> [AUFGABENSTELLUNG A]:
Beantworten Sie anhand des Textauszugs die folgenden Fragen:
(i) Welchen Geschäftsbereich leitet Dr. Ulrich Borchers am IWW Zentrum Wasser?
(ii) An welchem Kongresstag der wat findet seine Diskussion statt?
(iii) Welche Neuerung der TrinkwV 2023 wird als die gravierendste bezeichnet?
======== TEXTAUSZUG
Was ändert sich für die Wasserversorger mit der Umsetzung der TrinkwV 2023? Lesen Sie dazu mehr in unserem Interview mit Dr. Ulrich Borchers

Referenten-Interview mit Dr. Ulrich Borchers

 

Dr. Ulrich Borchers ist Leiter des Geschäftsbereichs Wasserqualität am IWW Zentrum Wasser in Mülheim an der Ruhr. Wir freuen uns Herrn Borchers als Referenten auf der gat | wat 2022 in Berlin begrüßen zu dürfen. Der Fokus seiner Diskussion in Berlin liegt auf der Nationalen Umsetzung der TrinkwV 2023 und findet am ersten Kongresstag der wat statt.

 

 

 

 

 

 

Bitte erläutern Sie die wichtigsten Neuerungen der TrinkwV 2023 für die Wasserversorgungsunternehmen an einigen Punkten!

Die neue Trinkwasserverordnung wird einen ganzen Strauß an Änderungen und Neuerungen für die Wasserversorger mit sich bringen, um die Anforderungen der EU-Trinkwasserrichtlinie umzusetzen. Wir werden von einer rein qualitätsorientierten Konzeption zu einem eher managementorientierten Ansatz der Verordnung umschwenken. Neben dem verpflichtenden Risikomanagement von der „Quelle bis zum Zapfhahn“ als gravierendster Neuerung wird es eine Reihe neuer Überwachungsparameter geben, von denen wohl die perfluorierten Spurenstoffe (PFAS) aufgrund ihrer Toxizität die wichtigste Rolle einnehmen. Daneben werden einige Grenzwerte weiter abgesenkt.
================
> [AUFGABENSTELLUNG B]: Ändern Sie in den Datensätzen den Abschnitt, der mit der Zeile beginnt, die „Please put a marker on the white“ enthält, und bis zum Ende der Datensätze reicht, beide Enden eingeschlossen. Ersetzen Sie darin „sedan“ durch „hatchback“, lassen Sie alles Übrige unverändert und geben Sie nur diesen Abschnitt wieder.
======== AUFGABENMATERIAL
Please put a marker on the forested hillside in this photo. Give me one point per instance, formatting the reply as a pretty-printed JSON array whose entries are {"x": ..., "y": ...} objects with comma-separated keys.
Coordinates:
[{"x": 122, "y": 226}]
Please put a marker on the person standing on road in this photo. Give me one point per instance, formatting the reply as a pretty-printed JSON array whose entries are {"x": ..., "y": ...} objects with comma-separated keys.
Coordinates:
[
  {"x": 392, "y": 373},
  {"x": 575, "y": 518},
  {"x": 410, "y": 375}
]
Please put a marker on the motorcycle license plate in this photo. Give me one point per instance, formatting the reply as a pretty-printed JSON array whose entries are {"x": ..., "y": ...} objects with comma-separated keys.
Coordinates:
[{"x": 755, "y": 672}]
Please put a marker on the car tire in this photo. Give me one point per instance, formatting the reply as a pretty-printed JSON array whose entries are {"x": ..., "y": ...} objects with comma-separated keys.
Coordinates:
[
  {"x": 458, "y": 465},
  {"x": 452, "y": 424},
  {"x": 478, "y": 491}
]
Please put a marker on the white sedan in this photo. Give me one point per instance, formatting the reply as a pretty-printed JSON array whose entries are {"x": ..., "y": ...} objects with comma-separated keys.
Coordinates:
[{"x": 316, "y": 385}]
================
> [ERWARTETE LÖSUNG A]:
(i) Den Geschäftsbereich Wasserqualität.
(ii) Am ersten Kongresstag.
(iii) Das verpflichtende Risikomanagement von der „Quelle bis zum Zapfhahn“.

> [ERWARTETE LÖSUNG B]:
Please put a marker on the white hatchback in this photo. Give me one point per instance, formatting the reply as a pretty-printed JSON array whose entries are {"x": ..., "y": ...} objects with comma-separated keys.
Coordinates:
[{"x": 316, "y": 385}]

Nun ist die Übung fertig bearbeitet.